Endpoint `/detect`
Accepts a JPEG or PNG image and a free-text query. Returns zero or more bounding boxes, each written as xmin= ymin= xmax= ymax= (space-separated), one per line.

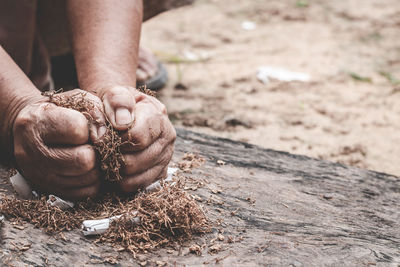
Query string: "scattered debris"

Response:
xmin=257 ymin=66 xmax=311 ymax=84
xmin=223 ymin=115 xmax=253 ymax=129
xmin=0 ymin=179 xmax=210 ymax=254
xmin=189 ymin=244 xmax=203 ymax=256
xmin=174 ymin=82 xmax=189 ymax=91
xmin=349 ymin=72 xmax=372 ymax=83
xmin=47 ymin=195 xmax=74 ymax=210
xmin=48 ymin=91 xmax=126 ymax=181
xmin=379 ymin=71 xmax=400 ymax=85
xmin=241 ymin=20 xmax=257 ymax=31
xmin=217 ymin=159 xmax=226 ymax=166
xmin=208 ymin=244 xmax=222 ymax=255
xmin=178 ymin=153 xmax=206 ymax=173
xmin=10 ymin=171 xmax=34 ymax=199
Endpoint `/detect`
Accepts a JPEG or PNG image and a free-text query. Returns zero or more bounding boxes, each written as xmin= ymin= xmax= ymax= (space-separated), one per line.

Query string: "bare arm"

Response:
xmin=67 ymin=0 xmax=143 ymax=96
xmin=67 ymin=0 xmax=176 ymax=195
xmin=0 ymin=46 xmax=41 ymax=164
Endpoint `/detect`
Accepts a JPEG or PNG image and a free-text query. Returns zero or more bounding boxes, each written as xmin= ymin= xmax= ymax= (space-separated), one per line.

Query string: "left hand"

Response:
xmin=100 ymin=86 xmax=176 ymax=193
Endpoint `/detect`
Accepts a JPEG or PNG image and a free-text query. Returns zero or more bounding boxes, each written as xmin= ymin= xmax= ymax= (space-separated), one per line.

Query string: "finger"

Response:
xmin=120 ymin=165 xmax=168 ymax=193
xmin=136 ymin=68 xmax=148 ymax=82
xmin=60 ymin=182 xmax=100 ymax=200
xmin=122 ymin=140 xmax=174 ymax=175
xmin=43 ymin=144 xmax=96 ymax=176
xmin=37 ymin=104 xmax=89 ymax=145
xmin=122 ymin=103 xmax=165 ymax=152
xmin=54 ymin=168 xmax=102 ymax=190
xmin=138 ymin=61 xmax=157 ymax=78
xmin=102 ymin=86 xmax=135 ymax=131
xmin=52 ymin=89 xmax=106 ymax=142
--------------------------------------------------
_DIRECTIONS FOR THIS TASK_: Can you shift every bounding-box coordinate up by 99 and write out everything from the start of the listing down to the line containing "xmin=100 ymin=86 xmax=176 ymax=193", both ends included? Leave all other text as it is and omit the pictures.

_RESULT OF THIS EXERCISE_:
Endpoint `/detect`
Accepts a JPEG or PNG image and a free-text query. Returns zero or more bounding boxes, each written as xmin= ymin= xmax= ymax= (space-separated), one per line.

Query string: "scattered debris"

Response:
xmin=356 ymin=165 xmax=410 ymax=183
xmin=322 ymin=214 xmax=352 ymax=228
xmin=99 ymin=278 xmax=309 ymax=353
xmin=288 ymin=343 xmax=302 ymax=355
xmin=273 ymin=181 xmax=288 ymax=190
xmin=448 ymin=171 xmax=471 ymax=182
xmin=146 ymin=294 xmax=173 ymax=309
xmin=147 ymin=190 xmax=225 ymax=280
xmin=478 ymin=170 xmax=499 ymax=184
xmin=340 ymin=119 xmax=356 ymax=130
xmin=316 ymin=258 xmax=325 ymax=265
xmin=307 ymin=343 xmax=321 ymax=354
xmin=277 ymin=252 xmax=305 ymax=272
xmin=109 ymin=270 xmax=133 ymax=298
Endpoint `/detect`
Accepts a JPEG or PNG image and a free-text query. Returns zero or more bounding boxes, each written as xmin= ymin= xmax= ymax= (space-separated), one per line.

Query string: "bare arm"

Response:
xmin=166 ymin=99 xmax=242 ymax=195
xmin=166 ymin=99 xmax=275 ymax=294
xmin=99 ymin=145 xmax=140 ymax=263
Endpoint `/detect`
Accepts a JPEG or PNG image and a free-text query. Returns zero or more bounding boxes, each written as xmin= ymin= xmax= ymax= (space-separated), one per line.

Query string: "left hand"

Response:
xmin=199 ymin=185 xmax=275 ymax=292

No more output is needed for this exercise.